__WORK REQUIRED__:
Go through the listing below and show each line that has the word "glass".
───
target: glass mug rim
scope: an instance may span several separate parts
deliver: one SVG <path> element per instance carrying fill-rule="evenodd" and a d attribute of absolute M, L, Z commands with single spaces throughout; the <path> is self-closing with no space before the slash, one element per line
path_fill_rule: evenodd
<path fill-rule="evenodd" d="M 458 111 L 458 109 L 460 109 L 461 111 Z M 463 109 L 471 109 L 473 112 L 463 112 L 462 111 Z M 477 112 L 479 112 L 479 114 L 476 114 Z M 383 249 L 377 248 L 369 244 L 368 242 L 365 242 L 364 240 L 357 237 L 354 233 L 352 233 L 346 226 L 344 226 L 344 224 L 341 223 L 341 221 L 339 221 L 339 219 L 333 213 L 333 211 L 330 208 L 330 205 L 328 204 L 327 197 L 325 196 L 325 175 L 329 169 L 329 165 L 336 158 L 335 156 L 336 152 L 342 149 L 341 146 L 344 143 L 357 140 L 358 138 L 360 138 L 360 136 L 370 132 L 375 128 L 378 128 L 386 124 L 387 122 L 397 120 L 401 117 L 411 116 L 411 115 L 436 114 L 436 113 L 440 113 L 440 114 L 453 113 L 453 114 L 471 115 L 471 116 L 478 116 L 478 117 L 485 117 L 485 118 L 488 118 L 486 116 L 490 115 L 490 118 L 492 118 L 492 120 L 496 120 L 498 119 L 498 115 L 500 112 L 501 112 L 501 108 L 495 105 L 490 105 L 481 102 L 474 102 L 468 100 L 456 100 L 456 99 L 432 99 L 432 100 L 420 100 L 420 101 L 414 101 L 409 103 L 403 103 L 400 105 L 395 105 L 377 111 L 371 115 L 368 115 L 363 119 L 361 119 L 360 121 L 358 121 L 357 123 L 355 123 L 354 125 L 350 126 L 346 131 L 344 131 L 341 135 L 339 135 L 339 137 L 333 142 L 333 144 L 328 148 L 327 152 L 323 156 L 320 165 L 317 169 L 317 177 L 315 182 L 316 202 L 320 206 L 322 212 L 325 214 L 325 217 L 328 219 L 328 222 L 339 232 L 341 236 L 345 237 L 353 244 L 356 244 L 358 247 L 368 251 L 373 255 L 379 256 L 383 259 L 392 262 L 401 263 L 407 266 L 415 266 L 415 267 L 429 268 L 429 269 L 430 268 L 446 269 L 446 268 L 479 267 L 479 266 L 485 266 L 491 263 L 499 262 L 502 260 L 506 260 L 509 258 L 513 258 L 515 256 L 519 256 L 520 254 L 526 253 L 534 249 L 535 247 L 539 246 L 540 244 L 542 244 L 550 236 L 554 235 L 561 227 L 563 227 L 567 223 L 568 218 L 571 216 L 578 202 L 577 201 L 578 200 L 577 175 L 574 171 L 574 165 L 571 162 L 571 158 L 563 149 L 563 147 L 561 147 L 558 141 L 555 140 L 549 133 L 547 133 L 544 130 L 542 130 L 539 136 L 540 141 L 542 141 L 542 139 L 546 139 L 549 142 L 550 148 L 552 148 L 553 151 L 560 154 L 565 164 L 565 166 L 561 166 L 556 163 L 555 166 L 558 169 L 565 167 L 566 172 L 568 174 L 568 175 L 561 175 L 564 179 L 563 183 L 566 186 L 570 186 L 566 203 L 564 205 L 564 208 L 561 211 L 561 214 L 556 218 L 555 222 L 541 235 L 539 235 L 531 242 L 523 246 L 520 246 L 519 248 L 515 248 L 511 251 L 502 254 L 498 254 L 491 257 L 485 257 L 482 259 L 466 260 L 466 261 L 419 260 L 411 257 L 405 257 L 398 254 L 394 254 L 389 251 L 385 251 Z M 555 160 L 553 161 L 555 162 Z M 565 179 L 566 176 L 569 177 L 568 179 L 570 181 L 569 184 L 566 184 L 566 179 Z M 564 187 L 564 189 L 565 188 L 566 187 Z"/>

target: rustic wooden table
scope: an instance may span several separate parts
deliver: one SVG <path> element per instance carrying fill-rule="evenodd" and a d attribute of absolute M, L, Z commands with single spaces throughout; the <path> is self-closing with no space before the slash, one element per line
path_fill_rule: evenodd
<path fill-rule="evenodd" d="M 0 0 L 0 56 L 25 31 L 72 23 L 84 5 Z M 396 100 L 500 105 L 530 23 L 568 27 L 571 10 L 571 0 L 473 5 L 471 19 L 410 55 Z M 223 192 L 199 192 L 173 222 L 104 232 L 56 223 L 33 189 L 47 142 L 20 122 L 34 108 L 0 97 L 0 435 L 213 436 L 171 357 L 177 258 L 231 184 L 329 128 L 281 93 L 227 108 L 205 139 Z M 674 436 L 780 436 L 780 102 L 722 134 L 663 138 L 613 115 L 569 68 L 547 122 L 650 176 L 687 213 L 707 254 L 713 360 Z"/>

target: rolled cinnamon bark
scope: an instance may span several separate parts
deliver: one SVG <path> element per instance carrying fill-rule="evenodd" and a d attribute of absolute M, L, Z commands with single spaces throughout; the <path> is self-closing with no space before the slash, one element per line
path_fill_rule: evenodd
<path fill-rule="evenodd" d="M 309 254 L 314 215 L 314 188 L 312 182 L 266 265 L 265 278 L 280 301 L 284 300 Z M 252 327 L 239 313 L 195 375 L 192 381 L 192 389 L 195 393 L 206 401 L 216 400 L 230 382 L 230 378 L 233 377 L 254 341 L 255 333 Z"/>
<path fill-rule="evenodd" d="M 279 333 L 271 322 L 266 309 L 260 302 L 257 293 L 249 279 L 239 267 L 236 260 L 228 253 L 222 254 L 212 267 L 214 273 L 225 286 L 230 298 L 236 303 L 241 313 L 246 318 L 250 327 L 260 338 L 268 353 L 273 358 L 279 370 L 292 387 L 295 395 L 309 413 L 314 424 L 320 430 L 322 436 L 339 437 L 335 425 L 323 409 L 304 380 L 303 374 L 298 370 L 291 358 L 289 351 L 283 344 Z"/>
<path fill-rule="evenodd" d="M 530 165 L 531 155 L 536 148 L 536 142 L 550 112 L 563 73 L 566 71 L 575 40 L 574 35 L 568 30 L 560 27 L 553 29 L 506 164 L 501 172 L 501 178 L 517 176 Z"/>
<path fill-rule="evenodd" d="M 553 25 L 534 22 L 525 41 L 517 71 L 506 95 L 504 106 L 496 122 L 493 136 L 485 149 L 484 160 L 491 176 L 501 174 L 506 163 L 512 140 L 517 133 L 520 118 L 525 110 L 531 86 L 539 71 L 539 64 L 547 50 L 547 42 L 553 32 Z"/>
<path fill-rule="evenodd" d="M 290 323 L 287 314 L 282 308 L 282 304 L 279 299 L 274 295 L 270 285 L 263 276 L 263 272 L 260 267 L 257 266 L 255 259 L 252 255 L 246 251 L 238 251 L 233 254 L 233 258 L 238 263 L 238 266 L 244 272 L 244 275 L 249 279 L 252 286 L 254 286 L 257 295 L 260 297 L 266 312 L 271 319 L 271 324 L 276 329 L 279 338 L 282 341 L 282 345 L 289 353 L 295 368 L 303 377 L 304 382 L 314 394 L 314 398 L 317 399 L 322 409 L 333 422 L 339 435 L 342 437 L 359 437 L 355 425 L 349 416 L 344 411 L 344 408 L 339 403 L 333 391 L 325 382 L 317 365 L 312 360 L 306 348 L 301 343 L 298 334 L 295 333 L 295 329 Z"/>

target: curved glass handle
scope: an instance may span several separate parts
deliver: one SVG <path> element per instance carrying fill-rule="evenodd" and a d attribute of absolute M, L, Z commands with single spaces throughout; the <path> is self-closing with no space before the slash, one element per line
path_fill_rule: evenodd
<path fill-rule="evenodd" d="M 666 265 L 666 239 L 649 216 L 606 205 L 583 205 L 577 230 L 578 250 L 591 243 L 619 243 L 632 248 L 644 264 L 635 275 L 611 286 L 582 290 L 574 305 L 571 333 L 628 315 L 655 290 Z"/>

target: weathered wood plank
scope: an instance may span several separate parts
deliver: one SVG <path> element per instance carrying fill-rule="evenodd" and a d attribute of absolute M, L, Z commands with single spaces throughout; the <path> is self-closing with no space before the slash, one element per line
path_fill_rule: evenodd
───
__EXERCISE ANSWER__:
target: glass mug rim
target: curved glass handle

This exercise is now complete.